Image box annotation records
[start]
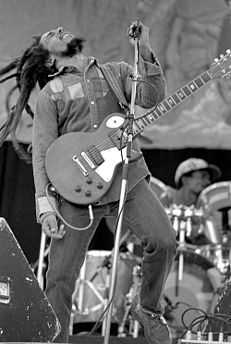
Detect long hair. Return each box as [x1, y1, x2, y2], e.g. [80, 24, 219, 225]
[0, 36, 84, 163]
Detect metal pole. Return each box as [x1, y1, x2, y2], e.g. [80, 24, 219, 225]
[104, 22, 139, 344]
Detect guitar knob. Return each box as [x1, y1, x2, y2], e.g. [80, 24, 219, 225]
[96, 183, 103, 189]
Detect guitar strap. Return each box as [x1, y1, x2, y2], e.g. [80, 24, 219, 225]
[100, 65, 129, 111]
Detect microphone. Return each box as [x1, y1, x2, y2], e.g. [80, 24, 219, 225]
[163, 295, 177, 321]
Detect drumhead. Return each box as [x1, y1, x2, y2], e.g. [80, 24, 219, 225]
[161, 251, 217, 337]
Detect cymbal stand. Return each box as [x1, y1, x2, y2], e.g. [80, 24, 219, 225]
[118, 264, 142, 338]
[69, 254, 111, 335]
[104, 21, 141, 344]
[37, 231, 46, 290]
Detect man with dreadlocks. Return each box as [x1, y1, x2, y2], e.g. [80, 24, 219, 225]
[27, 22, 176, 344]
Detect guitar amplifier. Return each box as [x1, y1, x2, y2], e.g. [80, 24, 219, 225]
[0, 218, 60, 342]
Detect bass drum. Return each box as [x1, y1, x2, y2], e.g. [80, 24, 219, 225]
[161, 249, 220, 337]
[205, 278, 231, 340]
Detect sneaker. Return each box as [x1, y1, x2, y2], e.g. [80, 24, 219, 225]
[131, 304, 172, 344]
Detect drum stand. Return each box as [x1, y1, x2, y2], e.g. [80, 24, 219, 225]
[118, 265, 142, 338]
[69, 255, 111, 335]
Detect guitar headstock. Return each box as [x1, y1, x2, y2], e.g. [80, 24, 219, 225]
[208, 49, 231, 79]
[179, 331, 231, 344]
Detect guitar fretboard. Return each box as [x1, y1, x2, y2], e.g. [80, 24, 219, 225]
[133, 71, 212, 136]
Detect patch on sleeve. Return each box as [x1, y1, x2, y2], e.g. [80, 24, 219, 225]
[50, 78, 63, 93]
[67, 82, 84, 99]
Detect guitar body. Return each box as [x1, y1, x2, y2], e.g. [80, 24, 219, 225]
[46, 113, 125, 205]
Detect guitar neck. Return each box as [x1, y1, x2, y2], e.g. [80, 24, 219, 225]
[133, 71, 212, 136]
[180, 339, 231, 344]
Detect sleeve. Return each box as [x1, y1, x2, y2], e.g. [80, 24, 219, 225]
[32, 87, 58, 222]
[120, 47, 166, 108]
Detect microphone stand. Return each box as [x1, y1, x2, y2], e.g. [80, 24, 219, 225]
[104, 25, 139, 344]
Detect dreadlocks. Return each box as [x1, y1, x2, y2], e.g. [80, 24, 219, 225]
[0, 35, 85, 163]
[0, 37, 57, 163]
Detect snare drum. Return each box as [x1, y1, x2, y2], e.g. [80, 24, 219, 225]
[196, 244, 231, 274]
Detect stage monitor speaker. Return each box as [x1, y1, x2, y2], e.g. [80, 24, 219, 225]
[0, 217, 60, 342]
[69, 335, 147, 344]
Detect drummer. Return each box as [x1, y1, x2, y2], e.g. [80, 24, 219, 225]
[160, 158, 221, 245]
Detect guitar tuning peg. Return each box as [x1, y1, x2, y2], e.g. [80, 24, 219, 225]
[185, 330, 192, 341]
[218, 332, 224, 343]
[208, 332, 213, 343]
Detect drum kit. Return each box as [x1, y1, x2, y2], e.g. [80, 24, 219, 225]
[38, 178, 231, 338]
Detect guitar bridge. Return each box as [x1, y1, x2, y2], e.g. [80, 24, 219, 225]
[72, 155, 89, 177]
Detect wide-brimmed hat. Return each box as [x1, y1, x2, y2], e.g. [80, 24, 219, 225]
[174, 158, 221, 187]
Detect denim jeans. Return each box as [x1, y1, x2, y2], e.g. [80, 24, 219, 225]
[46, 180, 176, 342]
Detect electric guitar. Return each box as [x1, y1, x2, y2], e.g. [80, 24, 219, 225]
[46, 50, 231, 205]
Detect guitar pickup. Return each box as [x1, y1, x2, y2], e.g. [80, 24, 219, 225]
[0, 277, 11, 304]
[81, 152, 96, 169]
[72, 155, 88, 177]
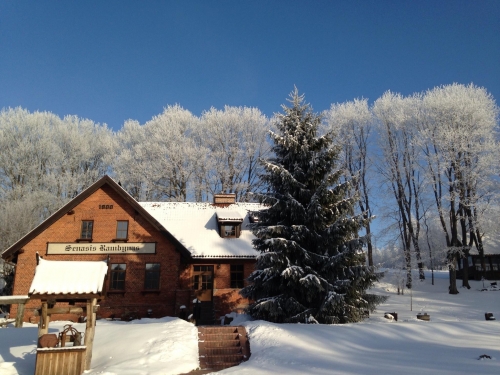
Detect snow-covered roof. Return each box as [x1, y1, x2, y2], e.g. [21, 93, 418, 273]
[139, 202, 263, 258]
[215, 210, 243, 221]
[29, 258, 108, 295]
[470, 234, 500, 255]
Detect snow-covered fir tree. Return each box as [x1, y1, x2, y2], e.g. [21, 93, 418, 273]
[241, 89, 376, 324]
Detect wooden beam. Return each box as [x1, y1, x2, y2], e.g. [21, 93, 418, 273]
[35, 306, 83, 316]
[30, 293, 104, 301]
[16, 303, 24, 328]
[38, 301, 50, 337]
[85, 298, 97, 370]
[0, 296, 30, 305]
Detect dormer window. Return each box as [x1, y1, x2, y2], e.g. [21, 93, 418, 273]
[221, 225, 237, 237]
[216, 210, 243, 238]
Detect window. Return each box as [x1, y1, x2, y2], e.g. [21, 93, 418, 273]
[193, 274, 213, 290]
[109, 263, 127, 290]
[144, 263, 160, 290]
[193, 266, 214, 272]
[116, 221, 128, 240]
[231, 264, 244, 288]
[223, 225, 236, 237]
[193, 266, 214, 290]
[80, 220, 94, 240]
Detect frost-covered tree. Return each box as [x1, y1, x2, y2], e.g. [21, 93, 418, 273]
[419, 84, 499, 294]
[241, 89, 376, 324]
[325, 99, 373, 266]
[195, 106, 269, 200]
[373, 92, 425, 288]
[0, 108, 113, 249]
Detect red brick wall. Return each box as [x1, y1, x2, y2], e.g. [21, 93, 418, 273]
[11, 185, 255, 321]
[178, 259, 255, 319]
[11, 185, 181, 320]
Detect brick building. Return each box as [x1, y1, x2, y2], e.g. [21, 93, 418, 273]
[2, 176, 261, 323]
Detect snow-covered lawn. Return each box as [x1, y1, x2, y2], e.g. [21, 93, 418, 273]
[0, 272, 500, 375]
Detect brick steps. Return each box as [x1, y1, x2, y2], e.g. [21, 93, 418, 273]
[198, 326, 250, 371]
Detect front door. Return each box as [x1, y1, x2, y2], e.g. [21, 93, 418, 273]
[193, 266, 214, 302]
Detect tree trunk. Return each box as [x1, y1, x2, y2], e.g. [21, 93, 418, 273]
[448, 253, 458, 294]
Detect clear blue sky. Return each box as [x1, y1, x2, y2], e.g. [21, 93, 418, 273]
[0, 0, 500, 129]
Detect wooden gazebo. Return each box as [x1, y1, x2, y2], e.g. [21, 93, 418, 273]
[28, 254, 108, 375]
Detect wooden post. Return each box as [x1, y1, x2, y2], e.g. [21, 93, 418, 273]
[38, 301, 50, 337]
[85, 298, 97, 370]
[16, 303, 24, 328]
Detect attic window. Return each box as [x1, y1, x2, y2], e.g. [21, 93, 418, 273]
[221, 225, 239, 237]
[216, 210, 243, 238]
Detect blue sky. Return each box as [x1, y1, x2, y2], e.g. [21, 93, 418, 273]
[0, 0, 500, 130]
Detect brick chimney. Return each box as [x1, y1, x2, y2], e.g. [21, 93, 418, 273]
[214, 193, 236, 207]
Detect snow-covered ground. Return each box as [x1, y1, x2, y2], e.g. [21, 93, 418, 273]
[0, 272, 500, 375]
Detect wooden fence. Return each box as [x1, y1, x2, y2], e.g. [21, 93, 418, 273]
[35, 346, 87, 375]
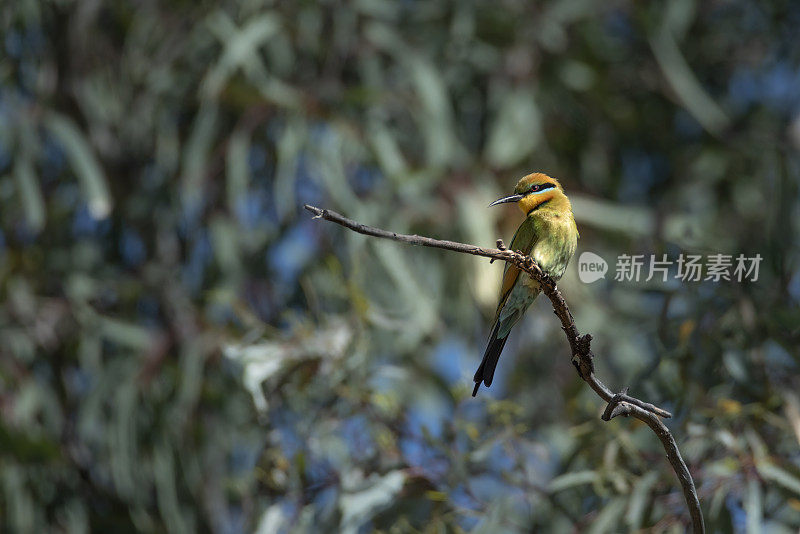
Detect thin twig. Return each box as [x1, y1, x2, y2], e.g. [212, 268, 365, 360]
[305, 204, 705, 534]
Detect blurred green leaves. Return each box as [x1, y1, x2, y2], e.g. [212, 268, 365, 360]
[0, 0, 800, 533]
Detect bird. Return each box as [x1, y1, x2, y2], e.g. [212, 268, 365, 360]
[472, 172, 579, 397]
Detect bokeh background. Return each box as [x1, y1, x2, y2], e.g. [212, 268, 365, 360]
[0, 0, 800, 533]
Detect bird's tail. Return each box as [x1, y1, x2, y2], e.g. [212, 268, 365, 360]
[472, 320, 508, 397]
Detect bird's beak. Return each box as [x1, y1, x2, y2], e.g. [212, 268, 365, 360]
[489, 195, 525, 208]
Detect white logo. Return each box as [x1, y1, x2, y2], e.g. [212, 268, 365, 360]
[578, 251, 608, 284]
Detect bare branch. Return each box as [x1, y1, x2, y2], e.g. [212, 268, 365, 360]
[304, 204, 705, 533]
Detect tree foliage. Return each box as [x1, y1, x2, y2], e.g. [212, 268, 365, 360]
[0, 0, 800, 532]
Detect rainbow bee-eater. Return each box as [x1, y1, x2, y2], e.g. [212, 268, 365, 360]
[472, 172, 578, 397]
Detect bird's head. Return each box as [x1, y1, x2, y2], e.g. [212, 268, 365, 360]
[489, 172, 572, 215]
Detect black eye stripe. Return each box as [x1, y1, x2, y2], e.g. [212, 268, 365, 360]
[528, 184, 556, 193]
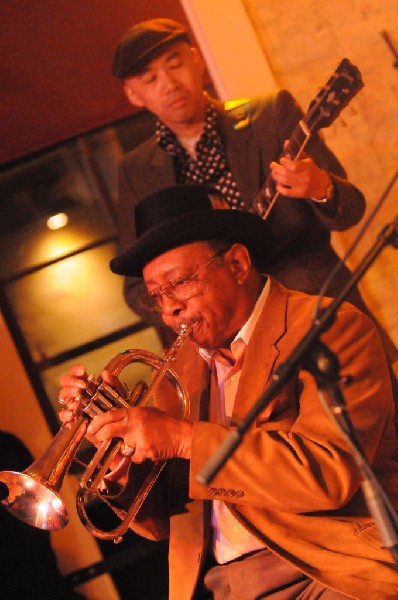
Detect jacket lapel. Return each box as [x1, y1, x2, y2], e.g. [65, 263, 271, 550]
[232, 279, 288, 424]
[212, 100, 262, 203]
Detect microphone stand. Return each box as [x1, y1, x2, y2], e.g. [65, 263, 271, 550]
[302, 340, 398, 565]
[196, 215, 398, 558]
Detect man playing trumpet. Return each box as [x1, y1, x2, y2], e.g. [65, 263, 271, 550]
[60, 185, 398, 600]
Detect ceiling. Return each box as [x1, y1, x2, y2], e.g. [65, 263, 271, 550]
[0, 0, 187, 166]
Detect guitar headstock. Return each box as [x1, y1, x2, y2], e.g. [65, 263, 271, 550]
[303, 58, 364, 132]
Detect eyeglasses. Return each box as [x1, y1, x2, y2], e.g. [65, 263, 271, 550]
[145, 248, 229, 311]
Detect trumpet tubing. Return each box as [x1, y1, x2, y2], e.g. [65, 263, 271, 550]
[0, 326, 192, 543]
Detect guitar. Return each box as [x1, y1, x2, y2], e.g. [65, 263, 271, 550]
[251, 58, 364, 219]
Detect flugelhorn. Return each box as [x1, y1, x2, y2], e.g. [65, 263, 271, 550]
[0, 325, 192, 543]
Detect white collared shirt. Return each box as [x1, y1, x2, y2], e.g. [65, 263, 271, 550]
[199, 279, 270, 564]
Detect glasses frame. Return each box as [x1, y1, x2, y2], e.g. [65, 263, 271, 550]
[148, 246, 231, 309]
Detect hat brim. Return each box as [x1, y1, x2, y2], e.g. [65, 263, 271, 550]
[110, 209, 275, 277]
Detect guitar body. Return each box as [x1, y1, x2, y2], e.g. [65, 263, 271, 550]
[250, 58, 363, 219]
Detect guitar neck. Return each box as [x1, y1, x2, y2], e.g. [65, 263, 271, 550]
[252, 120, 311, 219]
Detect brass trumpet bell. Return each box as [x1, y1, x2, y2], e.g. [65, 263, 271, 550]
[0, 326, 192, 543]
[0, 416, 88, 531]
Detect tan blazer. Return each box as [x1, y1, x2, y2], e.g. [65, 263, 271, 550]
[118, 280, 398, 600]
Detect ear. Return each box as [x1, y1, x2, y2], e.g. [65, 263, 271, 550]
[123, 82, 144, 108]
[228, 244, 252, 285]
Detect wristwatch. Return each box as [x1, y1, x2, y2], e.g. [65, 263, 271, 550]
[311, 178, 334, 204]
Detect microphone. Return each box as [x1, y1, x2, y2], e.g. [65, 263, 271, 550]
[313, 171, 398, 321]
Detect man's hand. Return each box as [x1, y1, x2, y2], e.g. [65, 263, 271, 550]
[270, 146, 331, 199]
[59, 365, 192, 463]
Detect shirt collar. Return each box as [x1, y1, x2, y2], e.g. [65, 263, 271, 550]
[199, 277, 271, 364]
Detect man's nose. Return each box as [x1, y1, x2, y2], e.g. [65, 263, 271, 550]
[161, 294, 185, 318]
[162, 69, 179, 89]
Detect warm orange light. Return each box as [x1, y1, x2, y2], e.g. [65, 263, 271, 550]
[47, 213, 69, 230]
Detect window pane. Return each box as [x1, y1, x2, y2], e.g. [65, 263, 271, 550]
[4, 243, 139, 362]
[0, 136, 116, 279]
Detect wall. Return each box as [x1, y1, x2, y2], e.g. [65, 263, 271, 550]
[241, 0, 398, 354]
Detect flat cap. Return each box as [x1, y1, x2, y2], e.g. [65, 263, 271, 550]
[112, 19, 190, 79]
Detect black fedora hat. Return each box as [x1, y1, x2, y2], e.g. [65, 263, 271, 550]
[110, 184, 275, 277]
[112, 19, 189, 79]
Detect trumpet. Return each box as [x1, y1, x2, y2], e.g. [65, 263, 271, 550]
[end]
### What is expected:
Write out again every line from the one containing "Detect wristwatch. Return" through the end of the records, inclusive, with the requests included and 93 added to each box coordinate in the answers. The numbers in the requests and their format samples stay as they are.

### Solved exercise:
Detect wristwatch. Return each box as [x1, y1, x2, y2], e.g. [65, 263, 271, 550]
[404, 271, 427, 297]
Detect microphone. Return each box as [x1, y1, x2, y2], e.g. [65, 263, 271, 550]
[406, 264, 491, 414]
Detect man's hand. Return each box as [x1, y1, x2, y2], e.g. [65, 263, 271, 550]
[363, 239, 424, 292]
[152, 458, 285, 556]
Detect shirt collar. Return each box as [x1, y1, x2, y2], e.g. [65, 263, 271, 550]
[292, 370, 364, 457]
Detect man's nose. Return each box as [x1, y1, x2, y2], e.g. [65, 263, 271, 550]
[254, 387, 278, 411]
[255, 162, 272, 182]
Detect warm orange light. Return each box as [x1, y1, x2, y2], e.g. [65, 263, 271, 550]
[140, 306, 162, 323]
Detect window pane. Return each box as [x1, y1, x2, y2], e.g. [65, 263, 271, 550]
[97, 336, 232, 455]
[93, 229, 209, 372]
Detect wall. Return each box as [x1, y1, x2, y2], e.g. [65, 263, 271, 550]
[334, 93, 491, 447]
Detect flat cap. Return each box as [x1, y1, x2, y2], e.g. [65, 263, 271, 550]
[205, 112, 283, 172]
Detect black fedora hat. Return each box as [x1, y1, x2, y2], e.g. [65, 263, 271, 550]
[203, 277, 368, 370]
[205, 112, 282, 172]
Detect trumpet. Return each box as [x1, y1, x2, y2], e.g. [65, 263, 271, 550]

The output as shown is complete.